_TASK INSTRUCTIONS:_ Select the lines below containing the word "mustache".

_INPUT MATERIAL:_
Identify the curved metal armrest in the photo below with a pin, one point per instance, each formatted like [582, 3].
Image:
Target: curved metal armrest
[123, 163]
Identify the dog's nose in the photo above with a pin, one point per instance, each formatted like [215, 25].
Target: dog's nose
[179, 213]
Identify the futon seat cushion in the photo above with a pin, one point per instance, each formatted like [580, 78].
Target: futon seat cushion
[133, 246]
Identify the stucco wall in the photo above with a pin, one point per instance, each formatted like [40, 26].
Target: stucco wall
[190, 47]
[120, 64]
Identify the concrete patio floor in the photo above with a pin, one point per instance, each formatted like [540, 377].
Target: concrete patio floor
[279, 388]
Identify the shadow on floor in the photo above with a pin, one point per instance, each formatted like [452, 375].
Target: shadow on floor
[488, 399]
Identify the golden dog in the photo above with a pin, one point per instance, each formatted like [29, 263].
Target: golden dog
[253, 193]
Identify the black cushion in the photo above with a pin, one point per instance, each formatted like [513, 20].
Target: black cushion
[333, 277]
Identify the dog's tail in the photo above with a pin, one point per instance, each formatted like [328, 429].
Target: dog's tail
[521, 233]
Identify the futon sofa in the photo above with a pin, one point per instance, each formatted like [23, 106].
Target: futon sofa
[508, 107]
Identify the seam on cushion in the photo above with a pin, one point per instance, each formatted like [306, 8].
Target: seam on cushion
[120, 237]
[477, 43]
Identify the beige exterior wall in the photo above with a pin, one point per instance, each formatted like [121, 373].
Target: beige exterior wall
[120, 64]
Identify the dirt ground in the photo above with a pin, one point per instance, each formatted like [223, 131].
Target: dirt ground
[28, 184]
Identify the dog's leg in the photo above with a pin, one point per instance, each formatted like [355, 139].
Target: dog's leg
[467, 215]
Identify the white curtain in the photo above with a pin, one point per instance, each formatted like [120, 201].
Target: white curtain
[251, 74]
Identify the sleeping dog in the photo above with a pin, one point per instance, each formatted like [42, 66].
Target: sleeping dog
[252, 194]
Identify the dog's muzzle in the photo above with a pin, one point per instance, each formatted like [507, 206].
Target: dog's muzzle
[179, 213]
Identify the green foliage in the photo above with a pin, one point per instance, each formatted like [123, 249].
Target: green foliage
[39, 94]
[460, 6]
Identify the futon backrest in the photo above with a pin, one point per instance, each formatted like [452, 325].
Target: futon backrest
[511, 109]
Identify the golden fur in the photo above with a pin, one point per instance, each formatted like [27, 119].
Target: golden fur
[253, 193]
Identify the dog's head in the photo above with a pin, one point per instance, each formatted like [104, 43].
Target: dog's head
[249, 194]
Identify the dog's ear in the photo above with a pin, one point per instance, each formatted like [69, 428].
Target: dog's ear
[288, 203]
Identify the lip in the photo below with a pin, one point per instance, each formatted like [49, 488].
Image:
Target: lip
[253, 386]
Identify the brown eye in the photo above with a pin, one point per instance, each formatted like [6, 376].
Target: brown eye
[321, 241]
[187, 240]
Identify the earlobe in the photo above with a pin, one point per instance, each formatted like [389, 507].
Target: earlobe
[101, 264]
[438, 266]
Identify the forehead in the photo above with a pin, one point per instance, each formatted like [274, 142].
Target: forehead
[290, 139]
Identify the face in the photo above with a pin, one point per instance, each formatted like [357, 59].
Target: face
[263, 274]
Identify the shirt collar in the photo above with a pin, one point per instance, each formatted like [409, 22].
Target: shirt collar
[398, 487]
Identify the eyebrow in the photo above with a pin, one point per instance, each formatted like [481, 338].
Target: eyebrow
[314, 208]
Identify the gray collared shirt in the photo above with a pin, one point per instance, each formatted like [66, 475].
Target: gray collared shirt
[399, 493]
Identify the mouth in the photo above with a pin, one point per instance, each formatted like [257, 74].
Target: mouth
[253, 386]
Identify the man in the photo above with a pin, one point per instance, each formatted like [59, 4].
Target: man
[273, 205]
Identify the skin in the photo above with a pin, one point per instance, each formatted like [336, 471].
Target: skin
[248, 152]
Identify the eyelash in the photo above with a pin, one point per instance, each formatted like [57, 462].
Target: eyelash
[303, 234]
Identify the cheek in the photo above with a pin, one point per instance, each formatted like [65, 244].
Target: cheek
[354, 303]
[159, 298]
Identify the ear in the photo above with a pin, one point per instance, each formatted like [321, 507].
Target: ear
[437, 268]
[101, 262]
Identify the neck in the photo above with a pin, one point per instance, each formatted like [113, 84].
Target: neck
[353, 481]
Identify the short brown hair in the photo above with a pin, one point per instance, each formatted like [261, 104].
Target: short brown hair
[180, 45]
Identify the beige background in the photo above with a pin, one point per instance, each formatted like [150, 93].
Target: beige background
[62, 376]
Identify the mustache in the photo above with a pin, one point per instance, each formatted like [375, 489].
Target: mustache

_YOUR SOLUTION:_
Identify the mustache in the photo above with a pin, one point per instance, each formatted like [375, 489].
Target: mustache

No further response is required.